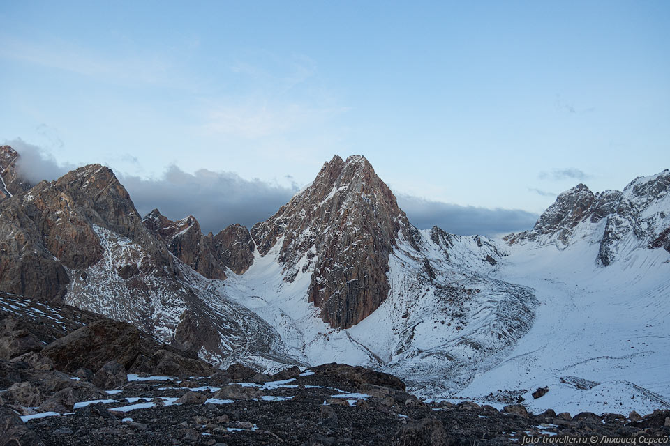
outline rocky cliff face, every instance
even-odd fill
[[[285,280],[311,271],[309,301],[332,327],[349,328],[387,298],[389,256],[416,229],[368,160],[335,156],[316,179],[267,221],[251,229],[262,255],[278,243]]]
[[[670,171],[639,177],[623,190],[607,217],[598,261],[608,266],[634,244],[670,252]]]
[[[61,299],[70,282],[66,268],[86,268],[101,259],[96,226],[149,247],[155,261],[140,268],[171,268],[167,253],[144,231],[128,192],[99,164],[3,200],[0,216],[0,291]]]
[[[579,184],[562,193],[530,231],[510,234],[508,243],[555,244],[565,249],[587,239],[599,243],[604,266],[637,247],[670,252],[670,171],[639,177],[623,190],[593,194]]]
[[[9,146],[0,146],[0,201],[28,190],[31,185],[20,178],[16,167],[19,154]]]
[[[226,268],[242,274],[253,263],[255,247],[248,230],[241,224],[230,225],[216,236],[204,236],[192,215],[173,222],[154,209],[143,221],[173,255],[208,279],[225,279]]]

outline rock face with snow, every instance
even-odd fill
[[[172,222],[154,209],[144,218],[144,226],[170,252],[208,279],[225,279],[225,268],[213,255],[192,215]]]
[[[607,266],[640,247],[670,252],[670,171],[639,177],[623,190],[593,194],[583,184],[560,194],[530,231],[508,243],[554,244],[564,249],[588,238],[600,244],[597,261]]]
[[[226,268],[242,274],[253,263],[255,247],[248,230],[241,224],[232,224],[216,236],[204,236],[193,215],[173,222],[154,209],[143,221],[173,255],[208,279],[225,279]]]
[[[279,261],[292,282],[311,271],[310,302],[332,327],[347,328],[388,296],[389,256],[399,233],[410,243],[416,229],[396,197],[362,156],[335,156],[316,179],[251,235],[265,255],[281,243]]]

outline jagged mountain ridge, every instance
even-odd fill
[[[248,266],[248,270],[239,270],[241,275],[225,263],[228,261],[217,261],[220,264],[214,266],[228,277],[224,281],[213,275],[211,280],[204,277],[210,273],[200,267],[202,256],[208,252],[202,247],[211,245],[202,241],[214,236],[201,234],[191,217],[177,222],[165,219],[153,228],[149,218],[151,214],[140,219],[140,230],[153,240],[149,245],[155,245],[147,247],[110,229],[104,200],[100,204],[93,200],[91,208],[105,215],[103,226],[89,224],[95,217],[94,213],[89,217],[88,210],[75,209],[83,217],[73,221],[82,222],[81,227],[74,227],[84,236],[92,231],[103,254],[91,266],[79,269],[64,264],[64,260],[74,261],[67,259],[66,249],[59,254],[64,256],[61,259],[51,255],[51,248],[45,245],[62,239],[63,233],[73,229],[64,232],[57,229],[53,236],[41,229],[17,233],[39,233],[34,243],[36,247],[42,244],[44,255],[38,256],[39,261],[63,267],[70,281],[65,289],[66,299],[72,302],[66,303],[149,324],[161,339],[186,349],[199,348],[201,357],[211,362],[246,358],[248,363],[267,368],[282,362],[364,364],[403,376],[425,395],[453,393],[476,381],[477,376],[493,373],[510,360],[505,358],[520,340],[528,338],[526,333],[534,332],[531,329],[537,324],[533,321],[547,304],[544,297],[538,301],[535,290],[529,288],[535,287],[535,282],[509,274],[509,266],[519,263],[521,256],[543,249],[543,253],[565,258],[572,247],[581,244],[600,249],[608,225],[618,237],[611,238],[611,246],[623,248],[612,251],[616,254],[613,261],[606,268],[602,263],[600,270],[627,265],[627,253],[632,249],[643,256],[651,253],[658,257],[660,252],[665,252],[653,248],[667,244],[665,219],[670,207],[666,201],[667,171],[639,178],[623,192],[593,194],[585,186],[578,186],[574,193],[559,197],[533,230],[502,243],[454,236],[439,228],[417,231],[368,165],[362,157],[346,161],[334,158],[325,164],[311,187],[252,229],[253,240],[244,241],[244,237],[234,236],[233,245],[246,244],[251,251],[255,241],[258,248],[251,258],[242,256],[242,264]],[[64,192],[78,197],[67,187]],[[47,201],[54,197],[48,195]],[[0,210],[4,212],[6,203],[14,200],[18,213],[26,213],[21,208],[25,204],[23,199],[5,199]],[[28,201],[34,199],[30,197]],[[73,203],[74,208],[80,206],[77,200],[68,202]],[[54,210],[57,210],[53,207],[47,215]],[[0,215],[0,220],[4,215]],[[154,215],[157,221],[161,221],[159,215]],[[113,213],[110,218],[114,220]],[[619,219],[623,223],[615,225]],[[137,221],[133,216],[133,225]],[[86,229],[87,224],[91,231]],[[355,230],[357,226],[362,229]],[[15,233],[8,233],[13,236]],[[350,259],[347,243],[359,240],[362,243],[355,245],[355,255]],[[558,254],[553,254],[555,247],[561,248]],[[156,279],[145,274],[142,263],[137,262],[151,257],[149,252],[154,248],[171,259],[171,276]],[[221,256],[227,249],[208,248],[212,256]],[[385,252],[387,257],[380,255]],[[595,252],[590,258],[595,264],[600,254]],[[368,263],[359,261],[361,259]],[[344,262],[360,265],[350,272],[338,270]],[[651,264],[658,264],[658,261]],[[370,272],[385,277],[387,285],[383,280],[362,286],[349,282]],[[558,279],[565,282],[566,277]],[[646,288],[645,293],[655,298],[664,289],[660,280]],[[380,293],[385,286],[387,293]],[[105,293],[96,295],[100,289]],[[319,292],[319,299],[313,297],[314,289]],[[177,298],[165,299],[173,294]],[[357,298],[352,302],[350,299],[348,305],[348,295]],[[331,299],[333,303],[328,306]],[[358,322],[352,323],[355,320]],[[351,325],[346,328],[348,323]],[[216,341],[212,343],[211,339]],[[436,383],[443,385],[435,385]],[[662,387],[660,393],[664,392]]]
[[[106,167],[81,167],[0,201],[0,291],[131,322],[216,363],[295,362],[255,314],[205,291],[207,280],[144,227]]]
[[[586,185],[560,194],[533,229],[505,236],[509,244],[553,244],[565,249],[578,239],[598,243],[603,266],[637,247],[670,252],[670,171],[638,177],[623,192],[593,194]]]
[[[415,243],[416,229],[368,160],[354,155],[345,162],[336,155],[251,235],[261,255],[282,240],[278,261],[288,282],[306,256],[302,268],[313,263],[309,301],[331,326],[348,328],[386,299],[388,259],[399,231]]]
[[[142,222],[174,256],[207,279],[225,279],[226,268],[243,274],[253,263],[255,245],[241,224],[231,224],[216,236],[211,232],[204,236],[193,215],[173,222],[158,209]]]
******
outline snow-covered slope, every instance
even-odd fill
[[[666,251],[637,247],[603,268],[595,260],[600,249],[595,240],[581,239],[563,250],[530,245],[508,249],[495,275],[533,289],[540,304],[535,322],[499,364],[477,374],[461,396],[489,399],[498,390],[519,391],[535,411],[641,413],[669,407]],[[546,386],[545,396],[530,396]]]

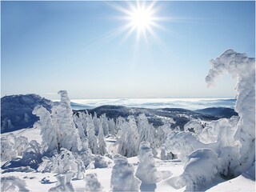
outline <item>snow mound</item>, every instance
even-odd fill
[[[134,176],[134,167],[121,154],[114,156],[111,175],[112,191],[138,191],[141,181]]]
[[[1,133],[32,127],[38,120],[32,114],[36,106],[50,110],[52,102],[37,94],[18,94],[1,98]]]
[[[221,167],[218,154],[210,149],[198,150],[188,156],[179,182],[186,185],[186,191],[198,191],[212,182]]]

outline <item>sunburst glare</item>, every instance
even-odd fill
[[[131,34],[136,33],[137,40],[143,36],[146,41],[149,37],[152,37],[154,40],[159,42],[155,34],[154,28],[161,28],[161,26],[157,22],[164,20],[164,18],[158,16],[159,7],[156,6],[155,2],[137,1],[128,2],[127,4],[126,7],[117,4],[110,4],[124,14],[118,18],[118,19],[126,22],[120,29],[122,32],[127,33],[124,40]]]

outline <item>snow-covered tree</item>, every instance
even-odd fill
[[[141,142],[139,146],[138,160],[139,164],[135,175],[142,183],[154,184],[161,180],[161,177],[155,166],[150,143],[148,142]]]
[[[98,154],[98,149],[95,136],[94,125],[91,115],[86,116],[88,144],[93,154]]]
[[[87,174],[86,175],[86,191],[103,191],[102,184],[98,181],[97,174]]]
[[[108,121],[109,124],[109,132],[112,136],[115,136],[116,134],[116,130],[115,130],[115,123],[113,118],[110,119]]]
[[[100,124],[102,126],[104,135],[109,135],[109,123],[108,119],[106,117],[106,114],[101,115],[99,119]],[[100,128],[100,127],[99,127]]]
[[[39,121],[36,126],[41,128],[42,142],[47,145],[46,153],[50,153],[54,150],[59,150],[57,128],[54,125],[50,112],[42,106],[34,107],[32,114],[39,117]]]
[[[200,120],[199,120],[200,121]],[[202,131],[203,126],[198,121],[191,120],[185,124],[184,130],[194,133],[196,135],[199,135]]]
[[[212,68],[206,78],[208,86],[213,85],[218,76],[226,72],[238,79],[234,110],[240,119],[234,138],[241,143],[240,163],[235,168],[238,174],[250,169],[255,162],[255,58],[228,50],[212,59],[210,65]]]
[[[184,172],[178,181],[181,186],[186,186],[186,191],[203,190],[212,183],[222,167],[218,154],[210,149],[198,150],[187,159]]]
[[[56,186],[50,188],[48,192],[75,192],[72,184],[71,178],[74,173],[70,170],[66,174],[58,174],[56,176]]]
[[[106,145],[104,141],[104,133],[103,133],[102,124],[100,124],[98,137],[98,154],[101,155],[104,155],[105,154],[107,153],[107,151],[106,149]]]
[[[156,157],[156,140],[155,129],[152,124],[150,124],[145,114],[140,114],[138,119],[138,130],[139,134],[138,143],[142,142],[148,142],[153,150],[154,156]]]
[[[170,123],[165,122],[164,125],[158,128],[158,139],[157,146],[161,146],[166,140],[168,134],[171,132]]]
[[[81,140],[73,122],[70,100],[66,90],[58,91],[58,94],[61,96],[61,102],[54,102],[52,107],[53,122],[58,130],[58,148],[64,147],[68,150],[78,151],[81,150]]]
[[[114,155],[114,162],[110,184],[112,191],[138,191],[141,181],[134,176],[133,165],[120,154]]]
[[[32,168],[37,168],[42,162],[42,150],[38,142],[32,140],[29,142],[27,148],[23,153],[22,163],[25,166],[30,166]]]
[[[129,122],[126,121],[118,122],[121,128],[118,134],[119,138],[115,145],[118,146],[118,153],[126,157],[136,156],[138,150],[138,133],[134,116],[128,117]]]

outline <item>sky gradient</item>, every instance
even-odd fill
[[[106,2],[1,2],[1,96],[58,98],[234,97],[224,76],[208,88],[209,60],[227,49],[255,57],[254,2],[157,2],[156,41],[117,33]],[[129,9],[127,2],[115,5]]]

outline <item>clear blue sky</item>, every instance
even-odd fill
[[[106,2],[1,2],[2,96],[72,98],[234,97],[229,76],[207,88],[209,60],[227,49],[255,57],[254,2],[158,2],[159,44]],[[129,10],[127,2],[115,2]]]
******
#### The task:
List every line of the listing above that contains the word "covered".

#### The result:
outline snow-covered slope, every instance
outline <item>snow-covered tree</item>, every instance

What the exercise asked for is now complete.